*** Working data ***

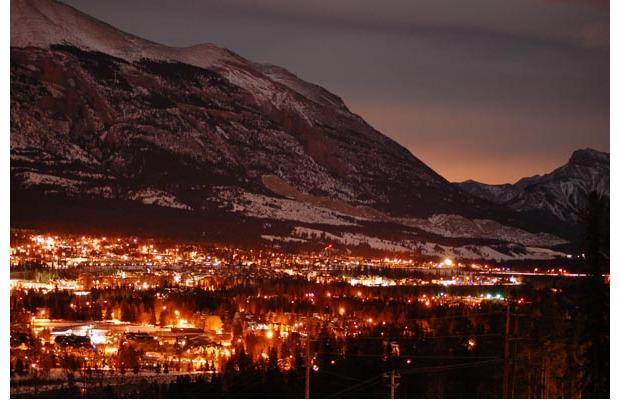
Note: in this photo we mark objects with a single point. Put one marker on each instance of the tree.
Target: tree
(596, 298)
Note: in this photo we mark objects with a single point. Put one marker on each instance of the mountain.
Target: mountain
(112, 131)
(562, 193)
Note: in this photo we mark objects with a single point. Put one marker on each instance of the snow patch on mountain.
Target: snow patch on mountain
(158, 198)
(448, 225)
(470, 252)
(261, 206)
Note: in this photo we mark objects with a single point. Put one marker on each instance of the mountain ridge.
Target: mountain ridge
(202, 131)
(562, 192)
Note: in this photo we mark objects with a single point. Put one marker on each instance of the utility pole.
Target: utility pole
(308, 366)
(392, 376)
(507, 351)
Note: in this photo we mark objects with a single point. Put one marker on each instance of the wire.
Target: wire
(356, 387)
(429, 337)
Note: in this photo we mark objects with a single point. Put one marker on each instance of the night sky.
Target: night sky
(491, 90)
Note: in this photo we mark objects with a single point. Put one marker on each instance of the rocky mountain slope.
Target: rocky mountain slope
(200, 139)
(561, 193)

***

■ **Task directions**: Copy out the lines starting at the one containing "the mountain ridge." and ending with the last line of the entries. Include nothing else.

■ **Complete response**:
Note: in this photo we mark objects with a single point. Put one marker on each instance of the mountain ridge.
Target: mountain ridge
(202, 131)
(562, 192)
Note: in this photo we mark objects with a single point. Put one marker on each instance of the utility pole.
Target: utility pole
(308, 366)
(392, 376)
(507, 351)
Note: in this photo we mark objects with a single point. Put one marker on each instance of the wire.
Target: wire
(356, 387)
(429, 337)
Note: in this photo we mark objects with a single point. Put one marker on each instance of the night sky.
Target: night sky
(491, 90)
Note: in this photo we mark objects with a single point. Put one marker on each instance of the rocky mountain slope.
Target: rocky mountain slope
(200, 139)
(561, 193)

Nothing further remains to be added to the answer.